* Problem requirements:
Convert every item below into a two-column CSV with the header input,output, one row per item. Put its text and its answer each in a single quoted field, with line breaks replaced by spaces.

* Data for this task:
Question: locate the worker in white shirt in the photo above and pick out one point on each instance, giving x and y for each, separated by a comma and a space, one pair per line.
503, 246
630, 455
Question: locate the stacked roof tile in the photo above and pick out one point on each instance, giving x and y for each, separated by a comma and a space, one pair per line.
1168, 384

* Response to this task:
input,output
"Question: locate the worker in white shirt in the photo above and pick out one point on each instance, giving x and y for each, separated by a comma and a space, one pair per line.","503, 246 630, 455"
"Question: locate the stacked roof tile in the photo above and pick out one point on each instance, giving x and y for each, separated by a comma and a space, one pair per line.","1168, 384"